* **YOUR ASSIGNMENT**
Look through the listing below and report the lines that have the word "green" in them.

* **DATA SECTION**
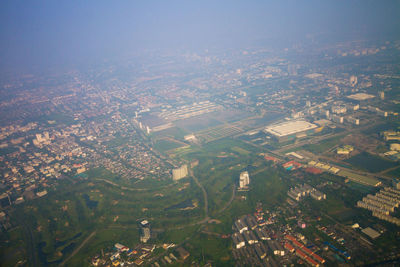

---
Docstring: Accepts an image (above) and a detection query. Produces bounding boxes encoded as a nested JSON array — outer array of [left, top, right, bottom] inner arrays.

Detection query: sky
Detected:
[[1, 0, 400, 73]]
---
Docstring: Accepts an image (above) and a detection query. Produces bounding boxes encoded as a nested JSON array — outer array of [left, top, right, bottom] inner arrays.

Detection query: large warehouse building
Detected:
[[265, 120, 318, 142]]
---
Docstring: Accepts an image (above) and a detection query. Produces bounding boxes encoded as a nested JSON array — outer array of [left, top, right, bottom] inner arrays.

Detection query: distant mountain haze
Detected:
[[1, 0, 399, 72]]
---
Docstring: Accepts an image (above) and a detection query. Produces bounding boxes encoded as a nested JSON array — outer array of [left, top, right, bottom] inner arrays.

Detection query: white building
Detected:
[[264, 120, 318, 142], [140, 220, 151, 243], [239, 171, 250, 189]]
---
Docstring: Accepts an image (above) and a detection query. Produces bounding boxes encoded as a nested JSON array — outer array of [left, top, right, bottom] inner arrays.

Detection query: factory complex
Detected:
[[264, 120, 318, 142]]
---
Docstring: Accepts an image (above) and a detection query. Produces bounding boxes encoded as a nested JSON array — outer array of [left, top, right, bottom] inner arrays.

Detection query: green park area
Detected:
[[345, 152, 397, 173], [154, 138, 187, 153], [301, 134, 345, 154], [1, 136, 286, 266], [4, 133, 397, 266], [2, 165, 205, 266], [150, 126, 188, 141]]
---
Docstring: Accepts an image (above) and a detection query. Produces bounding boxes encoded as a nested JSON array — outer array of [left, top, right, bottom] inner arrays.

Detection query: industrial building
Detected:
[[264, 120, 318, 142], [382, 131, 400, 141], [361, 227, 381, 239], [159, 101, 221, 121], [346, 93, 375, 101]]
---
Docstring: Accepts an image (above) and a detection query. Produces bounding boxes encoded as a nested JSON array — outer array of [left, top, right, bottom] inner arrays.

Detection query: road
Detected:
[[59, 231, 97, 266], [189, 168, 209, 220], [216, 184, 236, 215]]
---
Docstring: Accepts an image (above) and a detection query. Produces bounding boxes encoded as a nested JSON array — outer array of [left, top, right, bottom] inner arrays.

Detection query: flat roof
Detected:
[[362, 227, 380, 239], [347, 93, 375, 101], [265, 120, 317, 137]]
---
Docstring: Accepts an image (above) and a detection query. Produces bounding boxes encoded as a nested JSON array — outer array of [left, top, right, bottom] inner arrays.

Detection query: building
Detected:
[[140, 220, 151, 243], [36, 190, 48, 197], [264, 120, 318, 142], [347, 93, 375, 101], [362, 227, 381, 239], [239, 171, 250, 189], [172, 165, 188, 181], [288, 184, 326, 202], [383, 131, 400, 141], [298, 221, 306, 229], [176, 247, 190, 260], [332, 105, 347, 114], [232, 232, 246, 249], [255, 243, 267, 259], [350, 75, 358, 87], [234, 218, 248, 233], [346, 116, 360, 125], [336, 145, 354, 155], [368, 106, 388, 117], [330, 114, 344, 124], [393, 179, 400, 190], [184, 134, 197, 142]]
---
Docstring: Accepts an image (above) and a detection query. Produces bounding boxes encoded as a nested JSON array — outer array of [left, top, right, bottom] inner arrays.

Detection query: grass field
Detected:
[[150, 126, 188, 141], [385, 166, 400, 178], [154, 138, 187, 153], [301, 134, 344, 154], [338, 169, 381, 186], [345, 152, 397, 173], [4, 167, 206, 266]]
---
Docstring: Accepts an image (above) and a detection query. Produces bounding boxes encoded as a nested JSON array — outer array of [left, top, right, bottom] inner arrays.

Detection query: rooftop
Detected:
[[265, 120, 317, 137], [346, 93, 375, 101], [362, 227, 381, 239]]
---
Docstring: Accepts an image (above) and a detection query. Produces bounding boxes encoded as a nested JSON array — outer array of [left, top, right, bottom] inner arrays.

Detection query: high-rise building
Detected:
[[140, 220, 151, 243], [350, 75, 358, 87], [35, 133, 44, 143], [379, 91, 385, 100], [239, 171, 250, 189], [43, 131, 50, 140]]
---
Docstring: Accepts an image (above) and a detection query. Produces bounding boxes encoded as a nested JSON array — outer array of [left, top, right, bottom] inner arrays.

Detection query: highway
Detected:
[[59, 231, 97, 266]]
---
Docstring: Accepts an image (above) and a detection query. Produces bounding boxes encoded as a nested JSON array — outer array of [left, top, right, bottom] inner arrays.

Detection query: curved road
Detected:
[[188, 168, 209, 220], [217, 184, 236, 215]]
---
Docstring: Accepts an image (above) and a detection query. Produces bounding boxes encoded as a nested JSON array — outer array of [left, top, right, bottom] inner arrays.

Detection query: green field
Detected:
[[386, 166, 400, 178], [150, 126, 188, 141], [154, 139, 186, 153], [345, 152, 397, 173], [301, 134, 344, 154], [2, 136, 267, 266], [338, 169, 381, 186], [2, 167, 205, 266], [7, 134, 381, 266]]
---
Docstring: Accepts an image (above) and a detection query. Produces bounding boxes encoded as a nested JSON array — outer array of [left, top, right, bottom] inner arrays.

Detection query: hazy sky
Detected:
[[1, 0, 399, 72]]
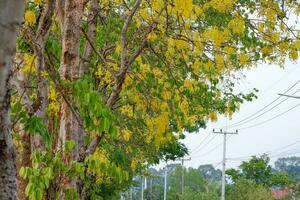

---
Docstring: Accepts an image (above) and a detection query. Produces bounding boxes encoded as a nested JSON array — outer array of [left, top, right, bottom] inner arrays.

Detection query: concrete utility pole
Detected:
[[181, 157, 191, 195], [141, 176, 144, 200], [164, 165, 167, 200], [213, 129, 238, 200], [150, 179, 153, 200]]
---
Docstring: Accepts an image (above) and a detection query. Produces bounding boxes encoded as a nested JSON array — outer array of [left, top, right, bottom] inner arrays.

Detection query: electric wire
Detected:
[[228, 88, 300, 129], [227, 139, 300, 161], [190, 134, 217, 156], [239, 102, 300, 130], [190, 131, 213, 153], [219, 80, 300, 129]]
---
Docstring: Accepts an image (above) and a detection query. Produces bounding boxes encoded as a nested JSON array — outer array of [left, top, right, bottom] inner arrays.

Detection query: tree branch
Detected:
[[80, 0, 99, 75], [80, 27, 116, 77]]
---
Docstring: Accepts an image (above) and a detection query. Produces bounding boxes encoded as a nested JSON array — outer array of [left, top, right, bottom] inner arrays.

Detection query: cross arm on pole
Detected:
[[213, 129, 238, 134], [278, 93, 300, 99]]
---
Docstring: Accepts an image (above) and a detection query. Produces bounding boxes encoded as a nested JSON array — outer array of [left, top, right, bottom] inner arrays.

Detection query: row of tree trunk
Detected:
[[0, 0, 88, 199]]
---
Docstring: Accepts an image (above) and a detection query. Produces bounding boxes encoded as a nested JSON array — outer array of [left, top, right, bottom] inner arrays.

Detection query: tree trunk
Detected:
[[0, 1, 25, 199], [16, 131, 31, 200], [31, 0, 56, 151], [57, 0, 84, 196]]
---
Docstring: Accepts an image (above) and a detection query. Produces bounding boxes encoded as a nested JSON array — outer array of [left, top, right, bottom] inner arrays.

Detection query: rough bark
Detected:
[[31, 0, 56, 152], [16, 130, 31, 200], [0, 1, 25, 199], [12, 55, 32, 200], [57, 0, 84, 196], [58, 0, 83, 159]]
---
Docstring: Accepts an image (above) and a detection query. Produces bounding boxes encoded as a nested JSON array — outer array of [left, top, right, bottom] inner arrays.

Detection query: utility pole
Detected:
[[180, 157, 191, 195], [150, 179, 153, 200], [141, 176, 144, 200], [213, 129, 238, 200], [164, 164, 167, 200], [130, 187, 133, 200]]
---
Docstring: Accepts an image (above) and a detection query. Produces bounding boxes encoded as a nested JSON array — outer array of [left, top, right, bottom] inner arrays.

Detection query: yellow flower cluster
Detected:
[[224, 46, 236, 55], [228, 15, 245, 35], [122, 129, 131, 142], [21, 53, 36, 74], [173, 0, 193, 18], [289, 50, 298, 60], [204, 27, 230, 48], [209, 112, 218, 122], [261, 46, 273, 55], [120, 105, 134, 117], [239, 52, 249, 65], [183, 79, 194, 91], [208, 0, 235, 13], [24, 10, 36, 26], [48, 86, 59, 115]]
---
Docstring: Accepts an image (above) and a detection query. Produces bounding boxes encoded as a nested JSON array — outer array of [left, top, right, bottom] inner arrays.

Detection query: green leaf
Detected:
[[19, 167, 27, 179], [35, 188, 43, 200], [25, 182, 34, 197], [65, 140, 76, 151], [102, 118, 110, 132]]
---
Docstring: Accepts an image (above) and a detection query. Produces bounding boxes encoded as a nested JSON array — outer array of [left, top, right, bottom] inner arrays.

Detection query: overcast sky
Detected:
[[184, 60, 300, 170], [156, 60, 300, 170]]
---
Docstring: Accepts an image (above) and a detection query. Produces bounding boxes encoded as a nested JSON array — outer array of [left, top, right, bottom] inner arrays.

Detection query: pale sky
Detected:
[[184, 60, 300, 170]]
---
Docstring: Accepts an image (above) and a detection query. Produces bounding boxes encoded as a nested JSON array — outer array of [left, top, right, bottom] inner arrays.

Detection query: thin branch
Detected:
[[80, 27, 117, 77]]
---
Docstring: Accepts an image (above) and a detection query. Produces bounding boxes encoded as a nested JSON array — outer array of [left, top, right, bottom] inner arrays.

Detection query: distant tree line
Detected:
[[124, 156, 300, 200]]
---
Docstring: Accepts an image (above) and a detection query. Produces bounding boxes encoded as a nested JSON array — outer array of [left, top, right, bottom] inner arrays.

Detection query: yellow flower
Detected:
[[209, 112, 218, 122], [34, 0, 43, 5], [120, 105, 134, 117], [122, 129, 131, 142], [224, 46, 235, 55], [22, 53, 36, 74], [24, 10, 36, 26], [184, 79, 194, 91], [41, 70, 49, 77], [209, 0, 235, 13], [204, 27, 229, 48], [278, 42, 289, 52], [261, 46, 273, 56], [49, 87, 57, 100], [174, 0, 193, 18], [115, 43, 121, 55], [162, 91, 172, 100], [228, 15, 245, 35], [289, 50, 298, 61], [239, 52, 249, 65]]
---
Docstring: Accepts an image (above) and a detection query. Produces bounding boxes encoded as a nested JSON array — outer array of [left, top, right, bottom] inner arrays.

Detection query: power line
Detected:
[[238, 102, 300, 130], [269, 147, 300, 158], [278, 93, 300, 99], [227, 139, 300, 161], [190, 131, 213, 153], [219, 80, 300, 129], [260, 65, 299, 94], [228, 88, 300, 129], [190, 134, 217, 156], [192, 141, 222, 159], [228, 150, 300, 162], [267, 139, 300, 155]]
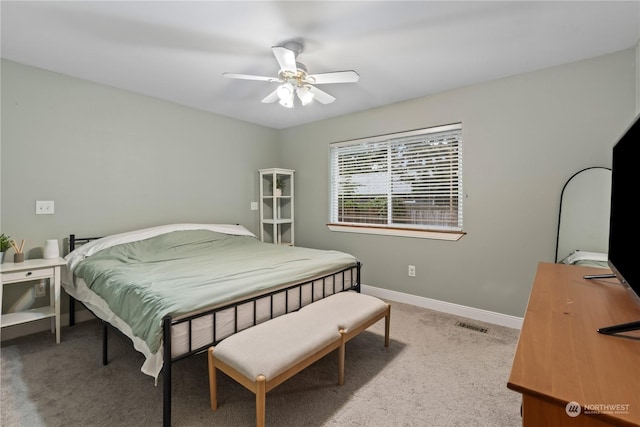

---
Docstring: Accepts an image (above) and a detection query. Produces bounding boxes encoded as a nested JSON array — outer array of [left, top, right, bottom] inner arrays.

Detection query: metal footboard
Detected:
[[160, 262, 360, 426]]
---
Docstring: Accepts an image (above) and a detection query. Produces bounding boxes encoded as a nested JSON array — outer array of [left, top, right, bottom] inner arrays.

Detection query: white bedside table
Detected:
[[1, 257, 67, 343]]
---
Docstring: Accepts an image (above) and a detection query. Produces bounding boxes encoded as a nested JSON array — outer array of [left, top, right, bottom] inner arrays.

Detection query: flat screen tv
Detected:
[[597, 112, 640, 335]]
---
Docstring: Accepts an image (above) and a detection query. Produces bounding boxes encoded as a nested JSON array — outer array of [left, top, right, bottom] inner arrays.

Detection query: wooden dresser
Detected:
[[508, 262, 640, 426]]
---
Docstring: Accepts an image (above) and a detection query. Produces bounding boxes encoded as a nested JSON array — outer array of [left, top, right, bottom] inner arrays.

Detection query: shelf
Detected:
[[1, 306, 55, 327], [259, 168, 295, 246], [262, 219, 293, 224]]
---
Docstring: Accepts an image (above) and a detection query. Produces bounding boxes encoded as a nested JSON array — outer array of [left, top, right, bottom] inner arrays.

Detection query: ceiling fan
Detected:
[[223, 41, 359, 108]]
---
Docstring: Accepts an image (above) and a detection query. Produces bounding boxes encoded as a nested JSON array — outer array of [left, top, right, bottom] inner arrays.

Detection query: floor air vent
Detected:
[[455, 321, 488, 333]]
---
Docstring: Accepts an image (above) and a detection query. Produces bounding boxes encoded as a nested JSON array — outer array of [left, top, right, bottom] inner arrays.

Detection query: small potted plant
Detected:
[[0, 233, 11, 264], [276, 178, 285, 197]]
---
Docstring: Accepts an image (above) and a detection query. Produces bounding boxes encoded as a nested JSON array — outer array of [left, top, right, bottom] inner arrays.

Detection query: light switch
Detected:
[[36, 200, 55, 215]]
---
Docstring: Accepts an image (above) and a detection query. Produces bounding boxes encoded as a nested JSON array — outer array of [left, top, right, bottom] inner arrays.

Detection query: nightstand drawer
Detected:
[[2, 267, 54, 283]]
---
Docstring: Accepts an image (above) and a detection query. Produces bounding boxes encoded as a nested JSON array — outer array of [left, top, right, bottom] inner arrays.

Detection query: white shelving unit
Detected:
[[259, 168, 294, 245]]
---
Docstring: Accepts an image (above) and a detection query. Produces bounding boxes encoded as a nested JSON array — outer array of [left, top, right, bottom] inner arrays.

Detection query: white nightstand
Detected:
[[1, 257, 66, 343]]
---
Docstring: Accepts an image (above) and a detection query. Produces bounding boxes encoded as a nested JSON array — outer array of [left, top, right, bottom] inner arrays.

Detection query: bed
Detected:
[[61, 223, 361, 426], [555, 167, 611, 268]]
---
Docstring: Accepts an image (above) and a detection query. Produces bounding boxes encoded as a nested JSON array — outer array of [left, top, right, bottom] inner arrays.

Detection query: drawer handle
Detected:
[[26, 272, 32, 276]]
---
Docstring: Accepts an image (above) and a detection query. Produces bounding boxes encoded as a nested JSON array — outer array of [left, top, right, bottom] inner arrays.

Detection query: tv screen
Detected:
[[598, 113, 640, 335]]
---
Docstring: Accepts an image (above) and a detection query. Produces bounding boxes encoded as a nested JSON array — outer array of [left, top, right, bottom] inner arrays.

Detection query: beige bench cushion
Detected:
[[213, 312, 340, 380], [300, 291, 388, 333]]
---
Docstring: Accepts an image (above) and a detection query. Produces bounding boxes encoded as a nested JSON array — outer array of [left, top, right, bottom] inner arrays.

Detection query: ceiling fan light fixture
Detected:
[[277, 83, 294, 102], [296, 85, 315, 106], [279, 98, 294, 108], [278, 94, 294, 108]]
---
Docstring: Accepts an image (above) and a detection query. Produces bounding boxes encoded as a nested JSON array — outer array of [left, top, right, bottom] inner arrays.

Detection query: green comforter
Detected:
[[73, 229, 357, 353]]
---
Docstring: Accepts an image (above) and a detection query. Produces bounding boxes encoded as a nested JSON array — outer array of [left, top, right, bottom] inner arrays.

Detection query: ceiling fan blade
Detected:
[[261, 89, 280, 104], [306, 70, 360, 84], [223, 73, 280, 82], [308, 85, 336, 104], [272, 46, 297, 73]]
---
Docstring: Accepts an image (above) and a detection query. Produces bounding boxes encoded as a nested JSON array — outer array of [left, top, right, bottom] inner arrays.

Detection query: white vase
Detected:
[[43, 239, 60, 259]]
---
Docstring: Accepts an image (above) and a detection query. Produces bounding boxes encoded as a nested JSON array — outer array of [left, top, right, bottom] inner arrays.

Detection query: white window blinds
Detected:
[[330, 123, 463, 232]]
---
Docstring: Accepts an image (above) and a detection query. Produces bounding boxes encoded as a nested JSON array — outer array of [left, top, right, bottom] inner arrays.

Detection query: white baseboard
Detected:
[[361, 284, 523, 330]]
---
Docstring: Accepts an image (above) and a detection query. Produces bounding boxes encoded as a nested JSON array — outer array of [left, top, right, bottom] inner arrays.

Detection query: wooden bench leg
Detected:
[[208, 347, 218, 411], [384, 304, 391, 348], [338, 329, 346, 386], [256, 375, 266, 427]]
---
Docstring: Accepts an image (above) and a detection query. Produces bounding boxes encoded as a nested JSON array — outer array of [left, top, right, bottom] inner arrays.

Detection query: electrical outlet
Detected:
[[34, 280, 47, 297], [250, 202, 258, 211], [408, 265, 416, 277], [36, 200, 55, 215]]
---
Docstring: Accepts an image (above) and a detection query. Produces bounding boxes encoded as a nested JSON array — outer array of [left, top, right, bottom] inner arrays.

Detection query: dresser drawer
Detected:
[[1, 267, 54, 283]]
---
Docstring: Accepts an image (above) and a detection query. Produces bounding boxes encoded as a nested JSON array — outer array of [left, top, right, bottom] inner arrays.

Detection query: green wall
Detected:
[[1, 59, 279, 240]]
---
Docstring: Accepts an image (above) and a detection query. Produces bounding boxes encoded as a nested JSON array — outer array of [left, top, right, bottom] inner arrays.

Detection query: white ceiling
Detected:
[[2, 1, 639, 130]]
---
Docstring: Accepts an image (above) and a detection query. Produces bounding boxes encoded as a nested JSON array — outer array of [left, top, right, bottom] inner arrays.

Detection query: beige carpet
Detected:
[[1, 300, 522, 426]]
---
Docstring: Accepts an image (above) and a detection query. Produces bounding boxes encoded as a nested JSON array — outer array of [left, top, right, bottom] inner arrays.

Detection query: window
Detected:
[[328, 123, 464, 240]]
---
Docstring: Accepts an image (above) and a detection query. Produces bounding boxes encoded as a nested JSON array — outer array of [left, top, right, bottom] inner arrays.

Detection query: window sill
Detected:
[[326, 224, 465, 241]]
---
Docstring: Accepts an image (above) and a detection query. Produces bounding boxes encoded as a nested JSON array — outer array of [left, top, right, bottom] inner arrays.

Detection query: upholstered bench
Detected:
[[299, 291, 391, 348], [207, 291, 390, 427]]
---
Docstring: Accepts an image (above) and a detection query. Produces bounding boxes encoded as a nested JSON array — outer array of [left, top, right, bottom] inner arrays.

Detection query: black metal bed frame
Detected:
[[67, 234, 361, 427]]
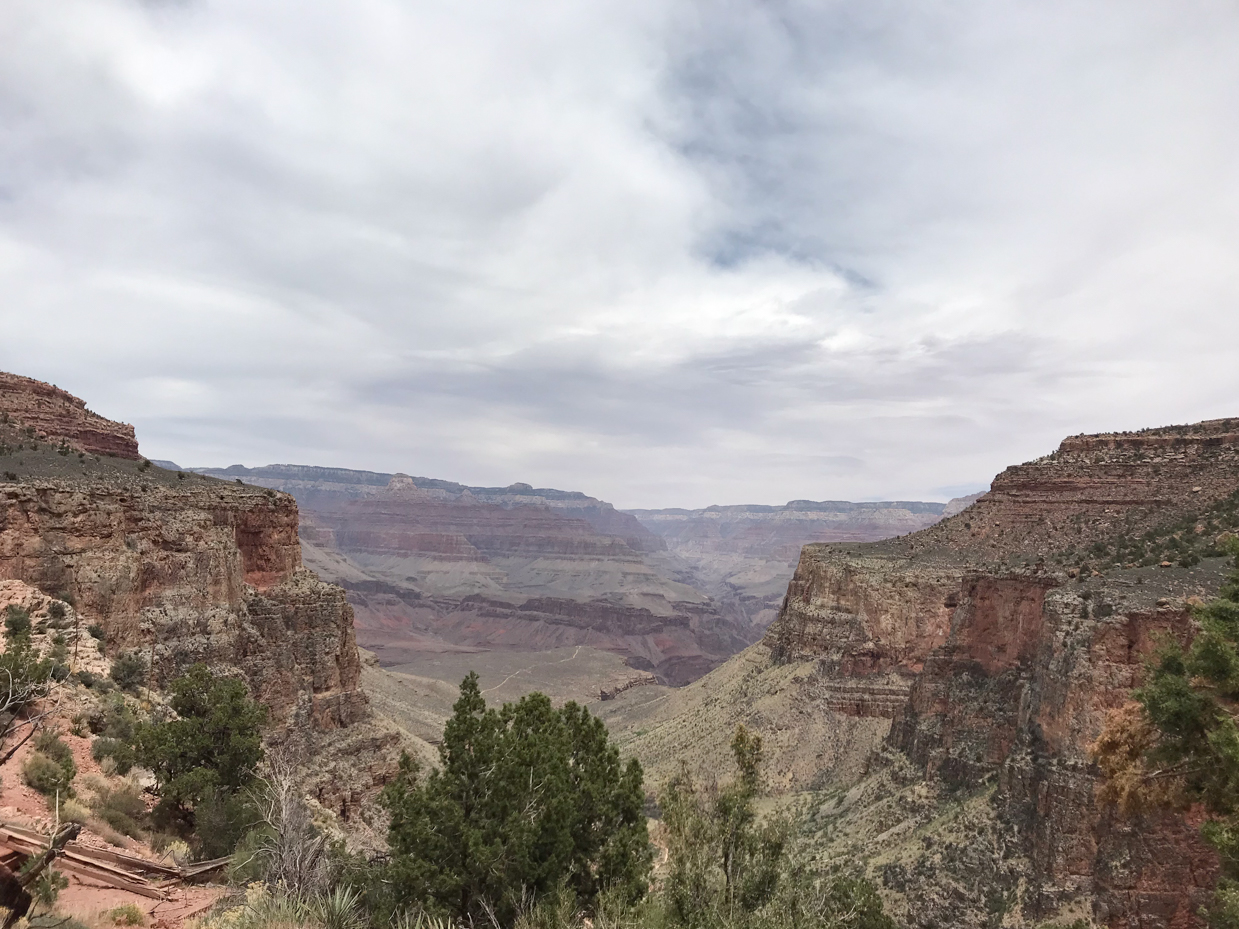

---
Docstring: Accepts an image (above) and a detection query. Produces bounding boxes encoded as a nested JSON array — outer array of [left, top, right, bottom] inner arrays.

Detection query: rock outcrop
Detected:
[[300, 475, 730, 685], [757, 419, 1239, 926], [0, 372, 140, 459], [0, 374, 394, 818]]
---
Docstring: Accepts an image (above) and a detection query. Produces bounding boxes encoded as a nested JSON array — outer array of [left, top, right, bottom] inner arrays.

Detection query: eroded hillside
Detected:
[[627, 497, 978, 645]]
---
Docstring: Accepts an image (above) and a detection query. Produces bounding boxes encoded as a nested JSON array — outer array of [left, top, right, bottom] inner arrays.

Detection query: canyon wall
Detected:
[[0, 374, 389, 815], [631, 498, 974, 643], [187, 465, 741, 684], [758, 419, 1239, 927], [301, 476, 730, 685]]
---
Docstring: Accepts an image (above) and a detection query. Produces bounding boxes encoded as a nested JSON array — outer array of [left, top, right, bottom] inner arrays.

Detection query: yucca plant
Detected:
[[309, 886, 364, 929]]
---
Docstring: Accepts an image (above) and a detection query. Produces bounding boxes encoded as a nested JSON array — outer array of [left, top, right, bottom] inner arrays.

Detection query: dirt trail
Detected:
[[482, 645, 582, 694]]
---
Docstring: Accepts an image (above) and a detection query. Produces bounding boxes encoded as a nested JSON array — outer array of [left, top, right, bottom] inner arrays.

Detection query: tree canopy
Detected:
[[379, 672, 651, 924], [135, 664, 267, 823]]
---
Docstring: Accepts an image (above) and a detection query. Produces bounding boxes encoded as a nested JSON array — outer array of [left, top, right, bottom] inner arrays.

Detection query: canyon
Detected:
[[186, 463, 966, 686], [628, 498, 974, 639], [603, 419, 1239, 928], [3, 367, 1234, 924]]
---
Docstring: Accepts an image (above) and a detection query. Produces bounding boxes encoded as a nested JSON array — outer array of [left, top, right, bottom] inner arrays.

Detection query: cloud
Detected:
[[2, 0, 1238, 508]]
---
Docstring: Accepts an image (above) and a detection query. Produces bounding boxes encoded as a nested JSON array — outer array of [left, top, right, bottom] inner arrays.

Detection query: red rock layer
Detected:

* **OUTPUT FOR THIS TASK**
Detection query: green park area
Detection query: green field
Detection query: green leaf
Detection query: green comforter
Detection query: green wall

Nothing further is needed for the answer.